- **EXERCISE**: Rename "Target" to "Category" in the material, starting with the line that contains "of the cloud" and going on through the line that contains "[[176, 220]]". Give back only those lines, with nothing else changed.

## START MATERIAL TO PROCESS

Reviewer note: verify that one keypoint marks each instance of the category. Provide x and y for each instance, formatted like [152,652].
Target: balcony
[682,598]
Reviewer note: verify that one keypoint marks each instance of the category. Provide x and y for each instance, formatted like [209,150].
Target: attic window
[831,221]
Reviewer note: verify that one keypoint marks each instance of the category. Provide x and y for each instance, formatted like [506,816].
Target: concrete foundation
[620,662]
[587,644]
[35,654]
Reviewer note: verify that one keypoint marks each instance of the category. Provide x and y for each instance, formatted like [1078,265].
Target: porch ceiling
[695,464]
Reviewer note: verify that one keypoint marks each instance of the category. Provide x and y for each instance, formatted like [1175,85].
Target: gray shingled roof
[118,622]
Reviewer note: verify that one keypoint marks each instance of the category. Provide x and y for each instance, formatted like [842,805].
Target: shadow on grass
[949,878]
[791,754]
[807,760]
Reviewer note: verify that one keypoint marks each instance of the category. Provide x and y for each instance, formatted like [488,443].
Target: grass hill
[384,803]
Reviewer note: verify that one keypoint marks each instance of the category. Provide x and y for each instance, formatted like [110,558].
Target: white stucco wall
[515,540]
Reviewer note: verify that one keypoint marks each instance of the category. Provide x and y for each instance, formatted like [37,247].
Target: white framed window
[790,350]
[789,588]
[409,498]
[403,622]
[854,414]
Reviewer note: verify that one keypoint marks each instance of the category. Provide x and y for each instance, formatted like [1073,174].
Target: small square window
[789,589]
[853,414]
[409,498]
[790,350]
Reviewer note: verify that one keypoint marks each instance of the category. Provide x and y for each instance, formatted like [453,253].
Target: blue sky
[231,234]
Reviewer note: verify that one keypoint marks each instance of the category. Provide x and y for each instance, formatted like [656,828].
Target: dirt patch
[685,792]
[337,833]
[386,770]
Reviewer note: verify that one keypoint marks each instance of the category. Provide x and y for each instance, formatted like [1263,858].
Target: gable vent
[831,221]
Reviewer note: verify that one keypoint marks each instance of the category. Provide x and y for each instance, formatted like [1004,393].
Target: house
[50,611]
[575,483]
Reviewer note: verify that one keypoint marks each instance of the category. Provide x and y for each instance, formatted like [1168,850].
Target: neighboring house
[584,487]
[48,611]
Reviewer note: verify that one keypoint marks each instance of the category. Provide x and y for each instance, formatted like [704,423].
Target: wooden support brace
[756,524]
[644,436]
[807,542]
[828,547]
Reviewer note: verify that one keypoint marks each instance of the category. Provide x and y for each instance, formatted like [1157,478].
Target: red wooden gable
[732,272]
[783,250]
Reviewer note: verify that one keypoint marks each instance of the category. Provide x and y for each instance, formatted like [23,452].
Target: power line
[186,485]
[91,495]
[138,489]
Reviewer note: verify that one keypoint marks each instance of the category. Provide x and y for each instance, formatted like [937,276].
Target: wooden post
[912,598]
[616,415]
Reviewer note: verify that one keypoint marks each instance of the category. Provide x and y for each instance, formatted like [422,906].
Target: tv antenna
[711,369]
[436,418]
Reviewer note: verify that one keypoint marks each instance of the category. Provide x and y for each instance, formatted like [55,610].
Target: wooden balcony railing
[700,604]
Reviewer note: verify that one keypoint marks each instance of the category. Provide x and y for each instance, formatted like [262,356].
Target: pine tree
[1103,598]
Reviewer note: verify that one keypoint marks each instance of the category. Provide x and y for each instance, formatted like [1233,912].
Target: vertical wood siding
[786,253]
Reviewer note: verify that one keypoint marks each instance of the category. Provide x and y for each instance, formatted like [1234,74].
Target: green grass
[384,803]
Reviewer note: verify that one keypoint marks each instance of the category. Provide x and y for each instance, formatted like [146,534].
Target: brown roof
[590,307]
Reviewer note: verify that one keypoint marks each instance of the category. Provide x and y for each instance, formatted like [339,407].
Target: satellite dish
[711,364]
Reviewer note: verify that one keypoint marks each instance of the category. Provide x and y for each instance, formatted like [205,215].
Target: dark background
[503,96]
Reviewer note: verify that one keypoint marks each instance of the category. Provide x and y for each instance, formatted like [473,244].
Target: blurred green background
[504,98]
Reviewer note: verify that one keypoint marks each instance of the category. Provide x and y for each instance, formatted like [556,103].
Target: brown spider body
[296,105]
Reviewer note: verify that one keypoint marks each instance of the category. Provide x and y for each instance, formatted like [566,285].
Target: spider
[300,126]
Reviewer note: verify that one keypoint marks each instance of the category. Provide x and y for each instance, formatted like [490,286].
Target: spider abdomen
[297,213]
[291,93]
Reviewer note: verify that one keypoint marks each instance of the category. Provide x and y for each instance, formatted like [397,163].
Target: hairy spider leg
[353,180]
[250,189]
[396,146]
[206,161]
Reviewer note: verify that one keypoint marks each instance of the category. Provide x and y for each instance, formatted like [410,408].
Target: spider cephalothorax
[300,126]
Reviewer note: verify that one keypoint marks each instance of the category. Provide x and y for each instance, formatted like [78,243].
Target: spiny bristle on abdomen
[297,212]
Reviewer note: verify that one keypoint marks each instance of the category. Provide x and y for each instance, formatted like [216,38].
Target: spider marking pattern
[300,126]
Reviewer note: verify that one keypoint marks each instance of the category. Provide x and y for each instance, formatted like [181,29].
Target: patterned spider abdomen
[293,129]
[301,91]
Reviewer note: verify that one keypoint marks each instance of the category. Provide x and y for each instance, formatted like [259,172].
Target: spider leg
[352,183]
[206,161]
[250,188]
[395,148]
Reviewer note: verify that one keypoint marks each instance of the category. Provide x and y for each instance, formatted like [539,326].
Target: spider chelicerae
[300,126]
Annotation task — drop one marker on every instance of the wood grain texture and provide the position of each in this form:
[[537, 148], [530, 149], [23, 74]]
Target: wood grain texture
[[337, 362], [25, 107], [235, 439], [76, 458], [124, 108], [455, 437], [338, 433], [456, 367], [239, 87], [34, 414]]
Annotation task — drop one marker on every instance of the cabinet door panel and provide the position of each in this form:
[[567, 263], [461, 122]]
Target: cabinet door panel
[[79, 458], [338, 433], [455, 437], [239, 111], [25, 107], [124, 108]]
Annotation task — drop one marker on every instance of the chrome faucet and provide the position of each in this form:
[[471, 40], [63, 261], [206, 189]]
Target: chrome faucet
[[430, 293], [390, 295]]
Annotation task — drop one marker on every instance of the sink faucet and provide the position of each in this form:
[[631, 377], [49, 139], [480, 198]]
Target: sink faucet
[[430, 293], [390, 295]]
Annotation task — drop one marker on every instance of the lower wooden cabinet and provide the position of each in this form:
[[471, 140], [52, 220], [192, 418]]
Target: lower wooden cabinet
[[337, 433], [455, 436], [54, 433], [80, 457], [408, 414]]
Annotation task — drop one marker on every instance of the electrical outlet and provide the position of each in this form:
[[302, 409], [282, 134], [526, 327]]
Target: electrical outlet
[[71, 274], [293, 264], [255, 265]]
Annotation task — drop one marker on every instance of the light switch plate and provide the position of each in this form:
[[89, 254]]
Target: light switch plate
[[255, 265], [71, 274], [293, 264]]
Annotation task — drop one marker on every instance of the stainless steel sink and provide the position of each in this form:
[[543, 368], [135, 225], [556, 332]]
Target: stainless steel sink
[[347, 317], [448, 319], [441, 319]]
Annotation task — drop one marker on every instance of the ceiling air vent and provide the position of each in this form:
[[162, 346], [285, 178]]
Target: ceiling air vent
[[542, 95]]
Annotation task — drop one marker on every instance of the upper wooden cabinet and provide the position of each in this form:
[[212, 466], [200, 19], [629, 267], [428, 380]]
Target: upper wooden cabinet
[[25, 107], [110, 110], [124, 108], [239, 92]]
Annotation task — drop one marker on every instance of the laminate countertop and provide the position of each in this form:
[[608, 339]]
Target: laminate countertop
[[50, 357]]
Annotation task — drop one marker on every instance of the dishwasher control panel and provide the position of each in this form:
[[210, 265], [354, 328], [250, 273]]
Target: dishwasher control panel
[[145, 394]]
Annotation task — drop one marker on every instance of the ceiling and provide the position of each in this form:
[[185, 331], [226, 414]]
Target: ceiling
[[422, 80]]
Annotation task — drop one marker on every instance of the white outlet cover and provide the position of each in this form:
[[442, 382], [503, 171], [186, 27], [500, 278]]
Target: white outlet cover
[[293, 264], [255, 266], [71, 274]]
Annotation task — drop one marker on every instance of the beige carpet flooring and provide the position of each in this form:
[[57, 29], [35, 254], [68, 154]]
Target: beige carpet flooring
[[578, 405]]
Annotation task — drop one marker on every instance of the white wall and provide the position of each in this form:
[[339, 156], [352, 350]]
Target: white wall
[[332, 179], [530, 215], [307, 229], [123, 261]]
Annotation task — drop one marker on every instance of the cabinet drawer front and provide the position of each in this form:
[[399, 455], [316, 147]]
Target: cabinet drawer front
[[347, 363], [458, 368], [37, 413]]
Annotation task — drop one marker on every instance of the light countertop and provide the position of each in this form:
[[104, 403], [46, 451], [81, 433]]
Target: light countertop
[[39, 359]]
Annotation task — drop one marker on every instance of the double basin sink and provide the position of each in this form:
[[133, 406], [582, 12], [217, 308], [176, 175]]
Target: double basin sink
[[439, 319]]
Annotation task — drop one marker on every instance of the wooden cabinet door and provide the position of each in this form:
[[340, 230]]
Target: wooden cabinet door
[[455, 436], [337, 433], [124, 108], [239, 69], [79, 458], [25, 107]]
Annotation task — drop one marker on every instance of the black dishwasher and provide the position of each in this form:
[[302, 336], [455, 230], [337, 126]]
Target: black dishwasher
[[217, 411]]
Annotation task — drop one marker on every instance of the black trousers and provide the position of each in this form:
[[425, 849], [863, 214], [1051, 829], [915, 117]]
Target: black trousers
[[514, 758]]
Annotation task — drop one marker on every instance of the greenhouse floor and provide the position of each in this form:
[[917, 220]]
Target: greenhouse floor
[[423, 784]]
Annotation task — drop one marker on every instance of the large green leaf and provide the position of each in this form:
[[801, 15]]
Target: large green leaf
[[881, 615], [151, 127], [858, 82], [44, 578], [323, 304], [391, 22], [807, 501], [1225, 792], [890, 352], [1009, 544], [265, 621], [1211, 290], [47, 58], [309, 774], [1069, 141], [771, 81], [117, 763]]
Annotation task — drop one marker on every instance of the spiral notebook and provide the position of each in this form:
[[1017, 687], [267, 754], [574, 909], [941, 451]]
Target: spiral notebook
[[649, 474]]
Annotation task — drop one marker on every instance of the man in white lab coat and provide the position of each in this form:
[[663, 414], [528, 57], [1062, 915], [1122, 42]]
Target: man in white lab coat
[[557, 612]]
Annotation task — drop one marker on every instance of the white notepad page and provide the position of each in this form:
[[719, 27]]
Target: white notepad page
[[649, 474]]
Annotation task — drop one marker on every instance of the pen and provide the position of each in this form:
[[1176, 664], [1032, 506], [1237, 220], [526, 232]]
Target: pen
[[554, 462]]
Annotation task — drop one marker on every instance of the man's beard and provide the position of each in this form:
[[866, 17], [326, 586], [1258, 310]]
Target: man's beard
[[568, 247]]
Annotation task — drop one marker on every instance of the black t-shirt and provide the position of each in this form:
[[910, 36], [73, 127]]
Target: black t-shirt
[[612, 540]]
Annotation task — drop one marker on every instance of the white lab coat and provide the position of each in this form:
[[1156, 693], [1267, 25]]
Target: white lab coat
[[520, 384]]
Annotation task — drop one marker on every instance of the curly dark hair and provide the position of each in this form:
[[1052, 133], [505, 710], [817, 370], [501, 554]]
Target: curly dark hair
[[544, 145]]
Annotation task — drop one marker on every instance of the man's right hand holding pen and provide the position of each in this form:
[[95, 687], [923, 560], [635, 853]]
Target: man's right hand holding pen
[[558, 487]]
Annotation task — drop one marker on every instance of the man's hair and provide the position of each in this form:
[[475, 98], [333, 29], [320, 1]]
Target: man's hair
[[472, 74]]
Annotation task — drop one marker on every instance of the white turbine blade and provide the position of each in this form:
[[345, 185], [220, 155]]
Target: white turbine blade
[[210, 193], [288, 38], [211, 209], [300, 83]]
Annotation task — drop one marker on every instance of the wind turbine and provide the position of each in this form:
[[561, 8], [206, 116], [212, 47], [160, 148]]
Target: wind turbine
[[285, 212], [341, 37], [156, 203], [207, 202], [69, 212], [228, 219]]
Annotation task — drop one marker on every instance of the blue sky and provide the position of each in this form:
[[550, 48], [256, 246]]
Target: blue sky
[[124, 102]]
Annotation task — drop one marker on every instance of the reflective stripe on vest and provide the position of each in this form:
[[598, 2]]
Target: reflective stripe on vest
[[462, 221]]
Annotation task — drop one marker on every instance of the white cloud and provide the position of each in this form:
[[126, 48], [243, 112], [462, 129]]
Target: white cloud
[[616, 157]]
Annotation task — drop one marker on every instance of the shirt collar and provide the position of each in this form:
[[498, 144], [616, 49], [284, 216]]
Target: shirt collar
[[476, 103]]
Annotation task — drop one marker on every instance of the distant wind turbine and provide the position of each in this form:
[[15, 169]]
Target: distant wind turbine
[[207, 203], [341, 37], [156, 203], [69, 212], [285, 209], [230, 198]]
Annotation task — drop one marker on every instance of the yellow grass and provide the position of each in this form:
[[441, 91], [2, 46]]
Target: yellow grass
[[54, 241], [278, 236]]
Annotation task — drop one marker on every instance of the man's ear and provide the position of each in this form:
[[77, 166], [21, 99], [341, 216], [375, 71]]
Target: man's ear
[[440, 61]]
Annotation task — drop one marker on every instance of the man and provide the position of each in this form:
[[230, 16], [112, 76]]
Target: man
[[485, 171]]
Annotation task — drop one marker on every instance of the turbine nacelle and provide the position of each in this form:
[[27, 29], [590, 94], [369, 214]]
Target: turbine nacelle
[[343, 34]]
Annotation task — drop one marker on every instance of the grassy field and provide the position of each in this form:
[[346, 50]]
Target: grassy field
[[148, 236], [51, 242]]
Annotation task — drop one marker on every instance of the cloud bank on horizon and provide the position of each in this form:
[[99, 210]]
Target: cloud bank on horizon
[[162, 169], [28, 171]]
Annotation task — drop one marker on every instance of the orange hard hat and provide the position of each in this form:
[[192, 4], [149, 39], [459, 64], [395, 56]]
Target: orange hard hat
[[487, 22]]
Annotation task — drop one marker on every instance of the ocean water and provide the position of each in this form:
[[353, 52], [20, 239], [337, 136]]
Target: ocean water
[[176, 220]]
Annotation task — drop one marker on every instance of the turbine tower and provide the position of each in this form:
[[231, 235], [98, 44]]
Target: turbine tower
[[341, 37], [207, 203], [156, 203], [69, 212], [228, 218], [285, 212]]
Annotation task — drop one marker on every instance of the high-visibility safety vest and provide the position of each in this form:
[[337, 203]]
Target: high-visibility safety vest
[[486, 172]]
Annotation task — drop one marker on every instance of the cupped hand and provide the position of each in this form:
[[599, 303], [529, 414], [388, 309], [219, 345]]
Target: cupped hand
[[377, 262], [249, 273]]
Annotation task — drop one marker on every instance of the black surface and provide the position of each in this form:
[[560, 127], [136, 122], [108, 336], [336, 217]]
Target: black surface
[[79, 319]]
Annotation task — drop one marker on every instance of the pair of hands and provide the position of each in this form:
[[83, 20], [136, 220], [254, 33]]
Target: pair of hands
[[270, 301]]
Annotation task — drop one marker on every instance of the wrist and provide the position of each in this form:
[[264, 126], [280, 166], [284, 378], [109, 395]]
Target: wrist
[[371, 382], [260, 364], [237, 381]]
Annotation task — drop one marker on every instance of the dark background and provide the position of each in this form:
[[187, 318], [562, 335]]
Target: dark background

## END MATERIAL TO PROCESS

- **COMPLETE ANSWER**:
Annotation task — drop one marker on every instance of the cloud bank on horizon and provide the position of each in this form:
[[99, 210]]
Category: cloud bank on horizon
[[162, 169], [28, 171]]
Annotation task — drop one marker on every instance of the orange hard hat and provide the position of each in this form:
[[192, 4], [149, 39], [459, 64], [395, 56]]
Category: orange hard hat
[[487, 22]]
Annotation task — drop one marker on every instance of the ocean water and provide the position of each in this form:
[[353, 52], [20, 239], [337, 136]]
Category: ocean water
[[176, 220]]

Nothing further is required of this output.